= EXERCISE BRIEF =
Rewrite the items below as a numbered list with blank lines omitted, starting at the line containing "cat you can find." and ending after the line containing "(145, 201), (251, 332)".
┌──
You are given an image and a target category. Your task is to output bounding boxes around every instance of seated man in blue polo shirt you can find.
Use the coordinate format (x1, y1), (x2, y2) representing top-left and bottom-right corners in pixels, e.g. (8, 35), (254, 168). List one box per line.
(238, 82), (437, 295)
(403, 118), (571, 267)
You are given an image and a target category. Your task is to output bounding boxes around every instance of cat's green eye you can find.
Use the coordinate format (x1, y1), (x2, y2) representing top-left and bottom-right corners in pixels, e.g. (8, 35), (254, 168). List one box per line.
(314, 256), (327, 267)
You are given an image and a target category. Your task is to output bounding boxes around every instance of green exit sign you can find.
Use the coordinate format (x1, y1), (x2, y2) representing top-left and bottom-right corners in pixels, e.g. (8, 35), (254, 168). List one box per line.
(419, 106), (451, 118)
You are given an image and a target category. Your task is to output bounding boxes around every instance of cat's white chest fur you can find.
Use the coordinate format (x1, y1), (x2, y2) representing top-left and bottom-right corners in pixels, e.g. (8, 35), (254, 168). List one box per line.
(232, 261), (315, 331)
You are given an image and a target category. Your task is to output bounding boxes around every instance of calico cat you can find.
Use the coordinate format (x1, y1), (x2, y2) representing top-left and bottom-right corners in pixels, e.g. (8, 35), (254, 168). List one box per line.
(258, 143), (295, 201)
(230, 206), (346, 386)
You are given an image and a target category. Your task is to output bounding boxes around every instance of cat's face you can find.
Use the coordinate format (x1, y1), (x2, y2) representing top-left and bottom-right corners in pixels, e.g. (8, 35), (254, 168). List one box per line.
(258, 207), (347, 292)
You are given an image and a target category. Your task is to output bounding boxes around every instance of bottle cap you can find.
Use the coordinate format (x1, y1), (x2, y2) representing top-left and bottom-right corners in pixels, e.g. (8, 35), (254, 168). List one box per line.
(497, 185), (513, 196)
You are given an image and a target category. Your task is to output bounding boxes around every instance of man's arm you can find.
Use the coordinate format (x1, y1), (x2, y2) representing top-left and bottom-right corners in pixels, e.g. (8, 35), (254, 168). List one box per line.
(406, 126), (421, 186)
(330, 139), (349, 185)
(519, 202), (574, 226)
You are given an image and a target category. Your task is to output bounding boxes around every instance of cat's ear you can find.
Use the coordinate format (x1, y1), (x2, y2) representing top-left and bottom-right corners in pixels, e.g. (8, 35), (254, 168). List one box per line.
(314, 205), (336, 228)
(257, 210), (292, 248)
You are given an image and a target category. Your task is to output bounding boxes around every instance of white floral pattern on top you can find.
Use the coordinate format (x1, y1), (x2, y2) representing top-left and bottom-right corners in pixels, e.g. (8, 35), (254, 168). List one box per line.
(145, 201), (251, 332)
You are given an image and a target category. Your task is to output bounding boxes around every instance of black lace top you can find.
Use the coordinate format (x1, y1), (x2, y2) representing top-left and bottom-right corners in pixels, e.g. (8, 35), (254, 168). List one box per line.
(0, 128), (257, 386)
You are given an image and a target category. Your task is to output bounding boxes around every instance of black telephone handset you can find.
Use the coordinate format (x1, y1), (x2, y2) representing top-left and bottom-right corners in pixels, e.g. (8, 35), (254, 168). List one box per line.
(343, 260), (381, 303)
└──
= EXERCISE SOLUTION =
1. You are given an image and a target category. Your task is to output bounding boxes around every instance of calico cat you can find.
2. Use the coordinate format (x1, y1), (x2, y2) representing top-left and bottom-right corners in pixels, e.g. (8, 35), (254, 168). List one box per line.
3. (258, 143), (295, 201)
4. (230, 206), (346, 386)
5. You are given an image and a target category. Your task is to output bounding boxes around every instance of cat's face you can find.
6. Use the coordinate format (x1, y1), (x2, y2) representing top-left and bottom-right corners in pixels, e.g. (8, 35), (254, 168). List one box per line.
7. (258, 207), (347, 292)
8. You are given an image and a target category. Your task is to output bounding boxes around every instance of bottle cap you can find.
9. Use the coordinate format (x1, y1), (x2, y2) representing top-left and bottom-right corners in pixels, e.g. (8, 35), (254, 168). List one box per line.
10. (497, 185), (513, 196)
11. You are given an image and a target category. Your task is to output bounding boxes around every instance of man's arm you can find.
12. Use the coordinate format (x1, y1), (x2, y2) representing top-left and bottom-right corners in pixels, e.g. (8, 35), (254, 168). List one box per line.
13. (406, 126), (421, 186)
14. (330, 139), (349, 185)
15. (519, 202), (574, 226)
16. You are given an image and a target category. Your task is to output bounding boxes around every instance of cat's ear you can find.
17. Use the coordinate format (x1, y1), (x2, y2) representing top-left and bottom-right corners in pixels, e.g. (8, 35), (254, 168). List one box per line.
18. (314, 205), (336, 228)
19. (257, 210), (292, 248)
20. You are given an image and a target category. Your task is to output bounding boxes around every instance of white floral pattern on top you can find.
21. Use the coordinate format (x1, y1), (x2, y2) representing top-left and bottom-right corners in pixels, e.g. (8, 35), (254, 168). List one box per line.
22. (145, 201), (251, 332)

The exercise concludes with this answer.